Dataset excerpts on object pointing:
>>>

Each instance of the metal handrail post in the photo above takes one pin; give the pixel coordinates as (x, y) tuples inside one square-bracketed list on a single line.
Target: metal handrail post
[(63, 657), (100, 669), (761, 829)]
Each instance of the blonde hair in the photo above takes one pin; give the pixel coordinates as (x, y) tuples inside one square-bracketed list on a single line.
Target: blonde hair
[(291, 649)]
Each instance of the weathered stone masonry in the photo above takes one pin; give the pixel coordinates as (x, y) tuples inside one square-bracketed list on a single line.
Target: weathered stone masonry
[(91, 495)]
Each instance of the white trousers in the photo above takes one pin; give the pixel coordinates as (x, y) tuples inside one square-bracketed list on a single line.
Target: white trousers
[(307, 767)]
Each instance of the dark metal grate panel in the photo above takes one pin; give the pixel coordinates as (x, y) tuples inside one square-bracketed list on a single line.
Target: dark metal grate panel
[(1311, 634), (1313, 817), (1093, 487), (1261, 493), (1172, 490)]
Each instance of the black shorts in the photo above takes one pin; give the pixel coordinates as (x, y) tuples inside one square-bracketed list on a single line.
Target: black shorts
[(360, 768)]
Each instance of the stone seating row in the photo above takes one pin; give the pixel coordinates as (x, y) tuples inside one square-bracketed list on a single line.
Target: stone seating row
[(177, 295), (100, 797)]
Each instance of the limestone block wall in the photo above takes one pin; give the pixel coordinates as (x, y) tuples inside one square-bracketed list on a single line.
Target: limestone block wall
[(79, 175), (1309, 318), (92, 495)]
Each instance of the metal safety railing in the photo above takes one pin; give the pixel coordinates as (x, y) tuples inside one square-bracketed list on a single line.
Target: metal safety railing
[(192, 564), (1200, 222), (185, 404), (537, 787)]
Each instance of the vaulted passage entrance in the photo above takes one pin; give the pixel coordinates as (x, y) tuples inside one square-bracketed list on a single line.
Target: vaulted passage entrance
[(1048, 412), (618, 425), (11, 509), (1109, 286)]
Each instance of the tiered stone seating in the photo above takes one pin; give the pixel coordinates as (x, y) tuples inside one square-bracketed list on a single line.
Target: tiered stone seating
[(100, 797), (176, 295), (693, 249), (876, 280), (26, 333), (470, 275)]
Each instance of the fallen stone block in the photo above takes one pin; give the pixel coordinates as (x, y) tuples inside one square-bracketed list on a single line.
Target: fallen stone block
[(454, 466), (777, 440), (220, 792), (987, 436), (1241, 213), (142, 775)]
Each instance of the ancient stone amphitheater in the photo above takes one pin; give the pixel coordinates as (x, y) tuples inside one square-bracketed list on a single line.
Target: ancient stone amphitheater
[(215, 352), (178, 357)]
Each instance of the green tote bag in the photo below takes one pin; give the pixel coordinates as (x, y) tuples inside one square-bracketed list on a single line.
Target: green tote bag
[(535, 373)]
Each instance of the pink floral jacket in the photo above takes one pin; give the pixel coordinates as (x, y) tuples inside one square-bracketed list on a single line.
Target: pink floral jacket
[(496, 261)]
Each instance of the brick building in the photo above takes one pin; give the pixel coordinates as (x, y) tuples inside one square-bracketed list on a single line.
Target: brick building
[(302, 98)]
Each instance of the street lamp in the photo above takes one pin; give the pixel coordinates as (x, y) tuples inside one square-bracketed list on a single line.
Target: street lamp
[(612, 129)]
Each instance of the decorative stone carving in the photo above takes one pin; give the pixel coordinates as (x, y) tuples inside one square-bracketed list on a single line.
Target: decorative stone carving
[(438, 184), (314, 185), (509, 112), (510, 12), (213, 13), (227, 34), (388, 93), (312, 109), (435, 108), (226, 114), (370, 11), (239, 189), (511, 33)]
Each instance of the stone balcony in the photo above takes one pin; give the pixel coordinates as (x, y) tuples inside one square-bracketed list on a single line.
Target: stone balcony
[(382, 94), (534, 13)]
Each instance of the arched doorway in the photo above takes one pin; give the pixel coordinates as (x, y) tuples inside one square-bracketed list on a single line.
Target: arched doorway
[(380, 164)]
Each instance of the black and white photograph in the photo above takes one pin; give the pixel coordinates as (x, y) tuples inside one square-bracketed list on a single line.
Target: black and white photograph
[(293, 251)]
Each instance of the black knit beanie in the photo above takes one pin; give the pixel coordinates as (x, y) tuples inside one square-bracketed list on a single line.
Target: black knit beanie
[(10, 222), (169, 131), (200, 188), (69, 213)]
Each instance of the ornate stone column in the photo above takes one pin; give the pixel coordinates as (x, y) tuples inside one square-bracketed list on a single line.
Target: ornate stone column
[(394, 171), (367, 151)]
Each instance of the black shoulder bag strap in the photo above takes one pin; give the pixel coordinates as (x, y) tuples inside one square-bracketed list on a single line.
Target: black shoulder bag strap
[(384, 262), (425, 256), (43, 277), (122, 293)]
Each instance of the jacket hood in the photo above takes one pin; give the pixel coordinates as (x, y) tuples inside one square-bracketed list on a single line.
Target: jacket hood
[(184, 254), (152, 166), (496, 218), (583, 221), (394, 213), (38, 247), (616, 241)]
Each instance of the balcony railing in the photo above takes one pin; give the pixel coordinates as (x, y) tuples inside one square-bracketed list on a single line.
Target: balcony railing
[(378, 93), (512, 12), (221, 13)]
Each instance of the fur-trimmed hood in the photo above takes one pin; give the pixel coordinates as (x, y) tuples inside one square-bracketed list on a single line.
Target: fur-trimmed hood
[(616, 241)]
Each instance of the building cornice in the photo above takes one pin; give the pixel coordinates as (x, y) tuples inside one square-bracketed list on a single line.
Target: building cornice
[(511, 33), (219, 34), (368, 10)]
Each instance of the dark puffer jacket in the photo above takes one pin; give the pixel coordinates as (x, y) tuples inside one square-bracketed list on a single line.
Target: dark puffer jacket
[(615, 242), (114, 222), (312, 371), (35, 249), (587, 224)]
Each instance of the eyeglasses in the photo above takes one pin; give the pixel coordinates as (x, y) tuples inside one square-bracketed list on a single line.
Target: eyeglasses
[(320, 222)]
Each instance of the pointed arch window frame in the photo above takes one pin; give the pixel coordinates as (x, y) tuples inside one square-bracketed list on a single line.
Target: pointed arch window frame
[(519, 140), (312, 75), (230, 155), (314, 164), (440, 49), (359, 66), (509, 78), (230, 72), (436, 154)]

<<<

What you are asked to do:
Rewrite all of the records above so that "one pin" becomes "one point" wherever it occurs. Keep every other word unchanged.

Expected output:
Each instance of the metal handrail post in the photo above takes one point; give the pixel coordinates as (x, y) tuples inside one square-bracketed list on a single line.
Target: metal handrail post
[(63, 657), (100, 669), (761, 829)]
Each instance of the blonde hair in the photo above takes one point; give the pixel coordinates as (x, y) tuples inside one square-bracketed list on a single line.
Target: blonde hair
[(291, 649)]
Each instance of the weathered stone masonry in the photo above takes one point; give the pixel coordinates as (x, y) tuples inside one square-bracketed list on a single line.
Target: weathered stone masonry
[(91, 495)]
Each instance of the white trousers in the photo above takes one point; give the pixel coordinates as (x, y) tuples inside one square-bracketed list on a single line.
Target: white trousers
[(307, 767)]
Each instance of the dark metal grate panel in the photo above takes one point; give the pixel coordinates as (x, y) tuples inside one square-bracketed list on a single line.
Target: dark metal grate panel
[(1311, 634), (1313, 817), (1093, 487), (1261, 493), (1172, 490)]
Each instance of the black shorts in the photo above takes one point; give the pixel coordinates as (x, y) tuples inside one square-bracketed list on a single line.
Target: black shorts
[(360, 768)]
Each instance of the stone seating row in the photo above takes one point; give the pixel coordinates as (x, y) tuples inside one square-bracketed list on a single line.
Target: stone seating row
[(177, 295), (100, 797)]
Each instance of the limestone block wall in the photo above takes one point; give the pixel coordinates as (x, y) tuples inside one square-bracketed list on a single line.
Target: limestone block wall
[(79, 175), (1309, 318), (92, 495)]
Each instance of the metal safety railing in the photo above takes one point; give the pixel coordinates as (x, y) tuples inside one square-bracketed list on a single line.
Target: metal safety railing
[(192, 564), (1200, 222), (185, 404), (537, 787)]
Each instance of the vaulted passage entrance in the photo above takes one point; give the pixel coordinates as (x, y) tuples inside one square-bracketed list on a single line.
Target: vaulted passage entrance
[(1048, 412), (618, 425), (11, 509), (1109, 286)]
Each instance of the tiered stone seating in the photo above takes one point; give the pixel coordinates as (x, y) tuples inside one square-bracketed list on a single line.
Target: tiered stone seating
[(100, 797), (176, 295), (693, 249), (876, 280), (26, 333), (470, 275)]
Each instance of the fallen stone block in the photo above takes one point; give the pixel coordinates as (x, y) tuples inside one square-bracketed list on a single line.
Target: fallen stone block
[(454, 466), (777, 440), (220, 792), (987, 436), (1241, 213), (142, 775)]
Each instance of the ancient stone amphitheater in the photo above takes one point; give the pixel coordinates as (x, y) tuples inside one square-bracketed list on a single line.
Target: ancient stone amphitheater
[(215, 352), (178, 357)]
Each instance of the green tote bag in the photo below takes one point; give the pixel coordinates as (x, y) tuples inside one square-bracketed list on a single line.
Target: green tote bag
[(535, 373)]
Each instance of the pink floral jacket in the photo above takes one point; give the pixel coordinates as (x, y) tuples inside one square-bracketed list on a single line.
Target: pink floral jacket
[(496, 261)]
Each instance of the brick building in the photo above takes one point; give the pixel coordinates as (x, y) tuples inside one square-bracketed list on a single line.
Target: brick building
[(302, 98)]
Each instance of the street lamp in the photo above takes one point; give the pixel coordinates as (x, y) tuples inside one square-bracketed list on a single line.
Target: street lamp
[(612, 129)]
Each instance of the decorative stone carving in the photo above takes one point; give the pixel coordinates as (x, y) tuples inside one square-bracketed list on a single line.
Target: decorative stone carving
[(438, 184), (314, 185), (509, 112), (510, 12), (213, 13), (227, 34), (388, 93), (312, 109), (435, 108), (226, 114), (370, 11), (239, 189), (511, 33)]
Each instance of the stone balcony in the photo above takes one point; give the pixel coordinates as (x, y) tuples inside one square-bracketed list on a single line.
Target: stone balcony
[(382, 94), (534, 13)]
Each instance of the arched doorway in the photo above takes one point; give the pixel coordinates as (x, y) tuples inside one square-bracketed list on a single line.
Target: arched doorway
[(380, 164)]
Each instance of the black and white photograph in the photo above takes one point; give the pixel coordinates as (x, y) tuples inside one square-bracketed list on a single line.
Target: black and white photograph
[(293, 251)]
Each instance of the black knit beanie in the photo above takes one point; give the pixel coordinates as (x, y) tuples inside one square-bracketed list on a single line.
Target: black knit beanie
[(10, 222), (169, 131), (200, 188), (69, 213)]
Each instance of the ornate stone column in the photo above takes one point; give the pixel coordinates as (x, y) tuples inside one square-bracketed list on a single line.
Target: ornate stone column
[(394, 171), (367, 151)]
Each instance of the black shoulder bag strap in the photo above takes one point; give the pixel coordinates as (x, y) tuples inside one square-bracketed list on a single line.
Target: black shoulder bag strap
[(384, 262), (425, 256), (43, 277), (122, 293)]
Each instance of the jacket hood in the photo above takes one point; give the pixel coordinates as (x, y) tuples inside one square-bracketed list on a single line.
Target: jacket hood
[(184, 254), (152, 166), (496, 218), (583, 221), (394, 213), (38, 247), (616, 241)]
Each instance of the balcony railing in the photo above takes one point; give the pixel coordinates as (x, y) tuples inside one square-bracketed list on a single line.
Target: balcony railing
[(378, 93), (512, 12), (221, 13)]
Each instance of the fur-trimmed hood in the photo above takes one point; give the pixel coordinates as (x, y) tuples inside one square-bracketed list on a single line.
Target: fur-trimmed hood
[(616, 241)]
Each instance of the building cornice in the photo above takes one point; give the pixel coordinates as (x, y) tuples inside one square-bracketed list on a single line.
Target: building cornice
[(511, 33), (219, 34), (368, 10)]
Each instance of the dark puffer jacket in the photo above takes one point; give the pixel coordinates as (x, y) tuples inside one square-bracketed list on a single line.
Target: dark puffer jacket
[(615, 242), (114, 222), (312, 371), (35, 249), (587, 224)]
Each instance of the eyeglasses in the photo above takes one point; give the pixel coordinates as (x, y) tuples inside one square-bracketed list on a single line.
Target: eyeglasses
[(320, 222)]
Each instance of the pointed arch window frame in the photo above takes one point; give the pixel coordinates as (x, y) tuples inside one square-bracketed list on a single line.
Target: pointed arch window frame
[(519, 140), (312, 75), (230, 155), (314, 164), (440, 49), (359, 66), (509, 78), (230, 72), (436, 154)]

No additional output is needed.